>> BEGIN

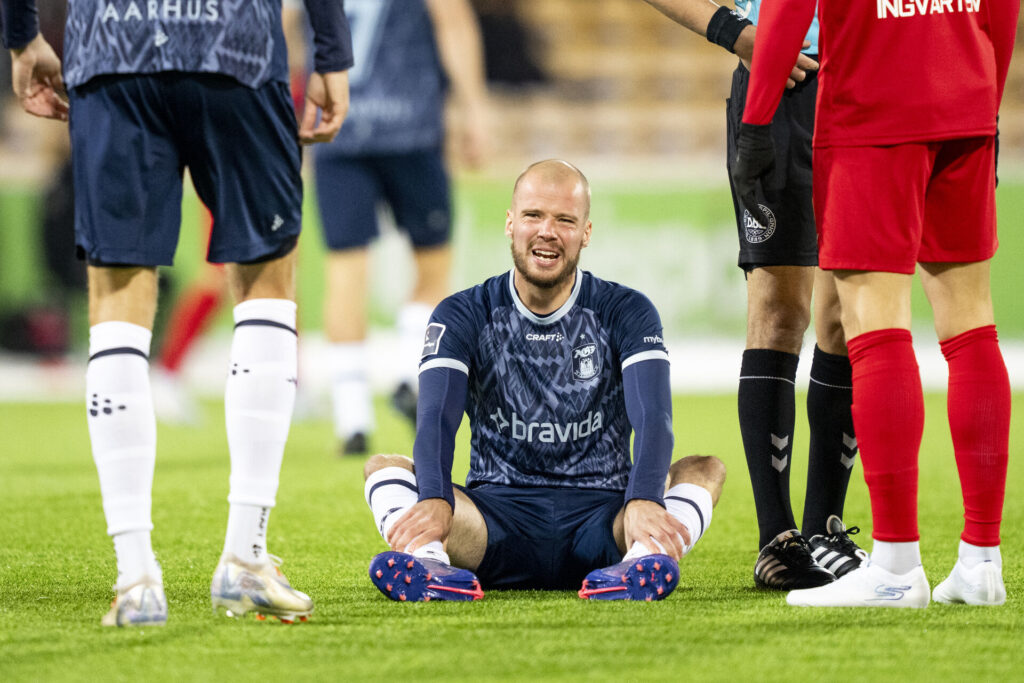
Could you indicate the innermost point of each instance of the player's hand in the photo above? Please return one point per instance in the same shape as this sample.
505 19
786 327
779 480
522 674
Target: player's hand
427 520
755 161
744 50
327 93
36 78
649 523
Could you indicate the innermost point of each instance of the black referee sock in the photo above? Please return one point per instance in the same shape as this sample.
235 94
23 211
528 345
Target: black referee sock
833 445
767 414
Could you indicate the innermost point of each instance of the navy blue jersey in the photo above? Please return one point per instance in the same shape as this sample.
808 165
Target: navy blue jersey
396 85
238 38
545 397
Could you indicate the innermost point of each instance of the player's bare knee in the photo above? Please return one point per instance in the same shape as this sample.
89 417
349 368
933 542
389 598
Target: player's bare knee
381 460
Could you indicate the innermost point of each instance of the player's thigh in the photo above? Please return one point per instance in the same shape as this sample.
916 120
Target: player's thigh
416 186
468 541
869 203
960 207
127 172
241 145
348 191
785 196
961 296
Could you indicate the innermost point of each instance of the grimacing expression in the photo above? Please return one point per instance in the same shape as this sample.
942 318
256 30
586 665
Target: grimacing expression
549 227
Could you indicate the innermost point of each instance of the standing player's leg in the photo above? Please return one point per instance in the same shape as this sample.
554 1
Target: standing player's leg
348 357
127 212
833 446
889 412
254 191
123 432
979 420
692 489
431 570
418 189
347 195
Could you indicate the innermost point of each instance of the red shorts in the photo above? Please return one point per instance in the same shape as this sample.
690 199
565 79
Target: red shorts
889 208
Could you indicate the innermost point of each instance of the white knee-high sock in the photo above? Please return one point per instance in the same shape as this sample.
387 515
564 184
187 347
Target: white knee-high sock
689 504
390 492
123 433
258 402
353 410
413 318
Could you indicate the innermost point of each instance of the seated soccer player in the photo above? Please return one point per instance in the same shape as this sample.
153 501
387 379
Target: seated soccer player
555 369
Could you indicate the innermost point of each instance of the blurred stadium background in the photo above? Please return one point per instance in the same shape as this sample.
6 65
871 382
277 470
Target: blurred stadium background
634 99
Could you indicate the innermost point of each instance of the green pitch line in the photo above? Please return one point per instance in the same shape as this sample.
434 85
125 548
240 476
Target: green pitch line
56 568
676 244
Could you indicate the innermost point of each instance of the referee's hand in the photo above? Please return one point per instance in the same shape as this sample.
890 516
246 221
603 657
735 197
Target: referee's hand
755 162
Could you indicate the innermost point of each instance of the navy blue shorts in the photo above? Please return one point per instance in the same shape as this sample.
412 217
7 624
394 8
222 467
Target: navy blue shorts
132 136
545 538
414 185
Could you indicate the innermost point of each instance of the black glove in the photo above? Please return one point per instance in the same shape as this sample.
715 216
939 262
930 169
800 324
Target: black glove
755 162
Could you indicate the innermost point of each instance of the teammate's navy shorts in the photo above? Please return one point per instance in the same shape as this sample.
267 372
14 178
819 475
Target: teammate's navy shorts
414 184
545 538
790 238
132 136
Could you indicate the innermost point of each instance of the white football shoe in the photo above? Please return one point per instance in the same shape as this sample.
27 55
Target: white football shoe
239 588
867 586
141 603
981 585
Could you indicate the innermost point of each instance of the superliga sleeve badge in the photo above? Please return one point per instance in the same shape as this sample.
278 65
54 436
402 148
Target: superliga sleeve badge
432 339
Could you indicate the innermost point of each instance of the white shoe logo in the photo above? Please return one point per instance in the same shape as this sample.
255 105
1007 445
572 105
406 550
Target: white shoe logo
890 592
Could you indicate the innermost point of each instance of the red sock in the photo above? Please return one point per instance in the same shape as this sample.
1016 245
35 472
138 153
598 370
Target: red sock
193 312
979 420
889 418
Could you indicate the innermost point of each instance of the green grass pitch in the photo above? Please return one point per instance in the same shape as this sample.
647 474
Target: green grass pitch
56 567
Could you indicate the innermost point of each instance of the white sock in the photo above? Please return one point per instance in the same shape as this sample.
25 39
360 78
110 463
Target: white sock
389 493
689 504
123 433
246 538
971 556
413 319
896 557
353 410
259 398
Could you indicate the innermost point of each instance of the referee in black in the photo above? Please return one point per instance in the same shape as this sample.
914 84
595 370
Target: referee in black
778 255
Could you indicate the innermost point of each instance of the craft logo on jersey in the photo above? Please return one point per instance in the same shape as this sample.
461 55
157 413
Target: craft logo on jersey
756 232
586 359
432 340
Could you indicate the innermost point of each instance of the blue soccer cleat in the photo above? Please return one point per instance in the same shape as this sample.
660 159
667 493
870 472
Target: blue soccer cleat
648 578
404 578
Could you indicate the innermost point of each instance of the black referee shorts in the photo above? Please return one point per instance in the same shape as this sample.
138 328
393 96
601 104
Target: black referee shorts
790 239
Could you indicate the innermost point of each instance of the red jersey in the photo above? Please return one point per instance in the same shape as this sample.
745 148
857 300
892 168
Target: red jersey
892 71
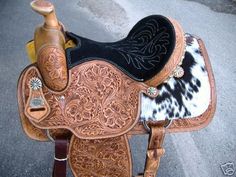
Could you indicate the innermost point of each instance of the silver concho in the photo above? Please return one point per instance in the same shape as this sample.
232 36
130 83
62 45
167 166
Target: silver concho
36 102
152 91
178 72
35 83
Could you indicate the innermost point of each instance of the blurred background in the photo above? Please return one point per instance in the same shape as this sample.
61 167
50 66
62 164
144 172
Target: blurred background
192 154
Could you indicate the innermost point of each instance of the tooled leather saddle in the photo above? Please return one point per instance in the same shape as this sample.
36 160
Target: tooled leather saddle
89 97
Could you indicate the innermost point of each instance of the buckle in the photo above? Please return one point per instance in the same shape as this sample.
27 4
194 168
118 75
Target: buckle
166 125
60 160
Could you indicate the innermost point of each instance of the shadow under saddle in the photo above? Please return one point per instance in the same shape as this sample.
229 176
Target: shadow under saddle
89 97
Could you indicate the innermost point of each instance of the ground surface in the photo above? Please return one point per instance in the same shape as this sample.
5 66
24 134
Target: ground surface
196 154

>> END

▸ **Aim of the exercise**: Write out all of the data above word for word, but leave out the pictures.

▸ **Result of the task**:
Could you indicate the innermost point of each instance of the player's hand in the photo above? Please return one point per instance in the same shape as this sample.
505 19
786 327
779 480
522 674
Target: player's hand
427 520
755 161
744 50
327 93
36 78
649 523
Could you indicate the innermost point of each instance of the black referee sock in the photo above? Please return one point per instance in the same shape as this sample.
235 94
23 211
528 345
Target: black referee sock
833 445
767 414
Could you indicate the innermost point of each instance of the navy blue jersey in the photo above? Please return one point per instance in the same shape as this sample.
808 165
Target: navy blue jersey
396 85
238 38
545 397
Could you indicate the innermost point of each instance of the player's bare knee in the photo above? Please return one point per instance in the same shape as this sample.
89 417
349 368
933 542
389 598
Target: player's bare knee
381 460
Could you indicate the innermost point of each instance of the player's thigh in the photo above? Please return one point per instance in the same shape as this sample.
916 120
Target: player's thigh
416 186
468 541
869 203
960 207
127 172
241 145
348 191
785 196
961 296
Could you indicate the innermost point of each instance of the grimacing expression in the photo above? Please return one point per instance in the same shape as this sample.
942 318
256 30
586 665
Target: grimacing expression
549 227
Could you indicate the innermost point of each instance of the standing player's leg in the photo above? Please return one point per instance in the same shape as this sample.
554 1
Target: standing player's leg
348 357
127 212
833 446
889 412
254 191
123 432
979 420
692 489
431 570
418 189
347 195
Could you indicate the innermost point of each instance of the red shorts in the photo above? Please return one point per instance in the same shape as this sample.
690 199
565 79
Target: red shorts
889 208
Could you indicate the innermost point of each instance of the white knee-high sock in the photo above? Please return one point per instance in the same shape as this sample.
387 515
564 184
187 347
Target: white knee-high sock
689 504
390 492
123 433
258 402
353 410
413 318
Could you indicate the innermost point of each instance of the seated soccer player in the photo above? Please return one point per instance in the same shape as this sample.
153 501
387 379
Target: seated soccer player
555 369
Could you indicate the innermost point of each instance of the blurred stadium background in the photo above? Please return one point per instance in the same shape as this sample.
6 65
871 382
277 470
Target: blurred stadium background
634 99
Could you indicate the innermost point of each instance of the green pitch line in the photo above? Please return one point per instance in the same shape as this sample.
434 85
125 548
240 476
Target: green pitch line
56 568
676 244
Could you indicate the innermost point of each instance of the referee's hand in the photo above? Please return one point per instance in the same shape as this sample.
890 516
246 221
603 657
735 197
Target: referee's hand
755 162
Could you indicate the innermost point of each instance of the navy blue shorts in the photo above? Please return one point per instance in the same shape as this sample.
412 217
7 624
394 8
222 467
Target: navy blue shorts
132 136
545 538
414 185
Could you indicate the innermost point of each instance of the black glove in the photo above? Please return one point per instance in the same shape as this sample.
715 216
939 262
930 169
800 324
Target: black glove
755 162
Could you indicate the innermost point of each instance of the teammate's navy shorts in the photo above? Please return one point per instance in the same shape as this sample.
267 372
14 178
819 475
Target: teammate's navy shorts
414 184
545 538
790 238
132 136
Could you indicate the innermost point of each instance of the white football shoe in the photo above? Please return one point per instance in the same shape as this sample.
27 55
Target: white football shoe
239 588
867 586
141 603
981 585
Could you indicate the innermost point of each instance of the superliga sleeve badge in the photo above? Please return one point per instance in the same shape as this sample.
278 65
54 436
402 148
Target: superliga sleeve badge
432 339
Could you indicate the innermost point of each instance of the white shoe logo in the photo above? Please return one point per instance in the same shape as this sample.
255 105
1007 445
572 105
406 550
Target: white shoe logo
890 592
Could you indicate the innermost point of each instance of the red sock in the photo above? Please return one point per instance in the same shape as this sample.
1016 245
35 472
138 153
598 370
Target: red sock
193 312
979 420
889 418
Could you indicate the innermost point of each instance of the green grass pitch in the photo above? Please return one point per instance in the same shape as this sample.
647 474
Target: green grass pitch
56 567
Could you indicate the innermost point of each instance of the white sock in the photo above? Please return one point per instance in the same shape as this sample.
25 39
360 78
110 463
Target: white sock
389 493
689 504
123 433
246 538
971 556
413 319
896 557
353 410
259 398
Could you indicate the innermost point of each instance of the referee in black in the photo above? Please return one point per instance in the same shape as this sample.
914 84
595 370
Target: referee in black
778 255
Could you indicate the innermost point of each instance of the craft logo on jersey in the photo above? Please return one point per instance in the same shape as this sample.
461 55
157 413
Target: craft logo on jersey
756 232
586 359
432 340
Could you indicate the innermost point of each instance of the blue soccer cleat in the photo above? Please return one point per instance in the same shape as this sample.
660 159
667 493
870 472
Target: blue soccer cleat
648 578
404 578
Could you indicate the innermost point of each instance of the black referee shorts in the photo above? Please return one point per instance in the same shape as this sample.
138 328
393 96
601 104
Target: black referee shorts
790 239
Could you indicate the innermost point of each instance of the red jersey in the photo above? Please return one point per instance in the same shape as this sample.
745 148
857 300
892 168
Target: red jersey
892 71
Could you indicate the innermost point of each instance of the silver concho in the photo above? Please return one point per instance in the same shape as this sample.
232 36
130 83
62 45
167 166
Target: silver concho
36 102
152 91
178 72
35 83
Could you indicate the innermost point of each instance of the blurred background in the photo above? Please return one point per instance in the same shape as this sample.
61 167
50 66
62 164
144 172
Target: blurred background
192 154
Could you indicate the innermost point of each instance of the tooled leather saddle in the photo above? Please return one point per instance in the same shape as this sample.
36 160
Target: tooled leather saddle
89 97
Could you indicate the innermost point of each instance of the buckle in the photo above? Please return one point per instance in the same shape as this sample.
27 4
194 168
118 75
Target: buckle
166 125
60 160
Could you indicate the innermost point of each instance of the shadow under saddle in the photo above? Please return one point per instance in the same shape as this sample.
229 176
Target: shadow under saddle
89 97
Could you indicate the innermost point of each instance of the ground surface in the photo above? Please return one point per instance in the same shape as this sample.
5 66
24 134
Target: ground surface
196 154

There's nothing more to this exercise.